▶ Exercise directions: Copy out every row below word for word, keeping each line in its original order.

▶ Dataset extract:
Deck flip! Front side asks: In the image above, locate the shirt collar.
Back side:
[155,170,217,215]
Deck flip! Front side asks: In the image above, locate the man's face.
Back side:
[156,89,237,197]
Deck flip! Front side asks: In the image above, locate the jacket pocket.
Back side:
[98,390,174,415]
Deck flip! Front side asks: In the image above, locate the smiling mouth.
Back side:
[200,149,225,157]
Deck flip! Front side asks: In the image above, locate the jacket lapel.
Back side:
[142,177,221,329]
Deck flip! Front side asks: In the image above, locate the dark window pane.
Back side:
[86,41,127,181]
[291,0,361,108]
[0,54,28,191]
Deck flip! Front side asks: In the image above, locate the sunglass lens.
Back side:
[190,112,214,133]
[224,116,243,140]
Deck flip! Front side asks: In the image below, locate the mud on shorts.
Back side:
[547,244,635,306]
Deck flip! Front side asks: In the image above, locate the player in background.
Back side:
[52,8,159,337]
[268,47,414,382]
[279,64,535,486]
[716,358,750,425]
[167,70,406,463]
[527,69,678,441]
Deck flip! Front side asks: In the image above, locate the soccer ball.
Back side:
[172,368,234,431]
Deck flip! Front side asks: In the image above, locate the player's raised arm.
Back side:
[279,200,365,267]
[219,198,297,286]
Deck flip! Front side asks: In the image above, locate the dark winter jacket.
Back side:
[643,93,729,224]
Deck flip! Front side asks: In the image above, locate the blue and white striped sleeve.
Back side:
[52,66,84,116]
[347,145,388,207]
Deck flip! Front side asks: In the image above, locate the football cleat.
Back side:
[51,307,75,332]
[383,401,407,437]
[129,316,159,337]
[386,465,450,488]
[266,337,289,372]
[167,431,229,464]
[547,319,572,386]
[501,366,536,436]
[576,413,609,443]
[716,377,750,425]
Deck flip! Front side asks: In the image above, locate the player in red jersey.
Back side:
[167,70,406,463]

▶ Completed task:
Deck flip! Front side asks: In the image above, locate the shirt collar.
Back side:
[155,170,217,215]
Deck flip! Front side asks: In the image above, locate the man's face.
Back side:
[156,89,237,197]
Deck flip! Front side asks: In the image above, locate the jacket pocket.
Back side:
[98,390,174,415]
Deck flip! Front side asks: In the image above, locate the smiling mouth.
Back side:
[200,149,225,157]
Deck flip! Front side asks: In the image above, locate the jacket lapel.
Back side:
[142,177,221,329]
Deck flip! Front side asks: In the image above, locate the dark window pane.
Back side:
[86,41,127,181]
[291,0,361,108]
[0,54,28,191]
Deck flip! Front side asks: In the image above, locate the sunglass lens.
Back side:
[190,112,214,133]
[224,116,243,140]
Deck flip! Front side asks: In the image below, locate the mud on shorts.
Back side:
[547,244,635,306]
Deck flip! Front side asks: In the image above, locate the player in background.
Back side:
[52,8,159,337]
[268,47,414,382]
[279,64,535,486]
[716,358,750,425]
[167,70,406,463]
[527,69,678,441]
Deck flip! Front side asks: In the image above, locate the soccer ball.
Back side:
[172,368,234,431]
Deck flip! Front side asks: In the image above, locate the player's raised arm.
Back side:
[279,200,365,267]
[219,198,297,286]
Deck flip! Front side asks: In the image above, locate the dark winter jacket.
Back side:
[643,93,729,224]
Deck flip! Front side asks: In the image above, locate the blue and white striped sleeve.
Back side:
[52,66,84,116]
[347,145,388,207]
Deck flip! Front side asks: In the image above, locate the football cleat.
Back side:
[51,307,75,332]
[383,401,407,437]
[129,316,159,337]
[386,465,450,488]
[266,337,289,372]
[167,431,229,464]
[547,319,572,386]
[501,366,536,436]
[576,413,609,443]
[716,377,750,425]
Deck flip! Front side asks: In the image above, locate the player in red jersey.
Back side:
[167,70,406,463]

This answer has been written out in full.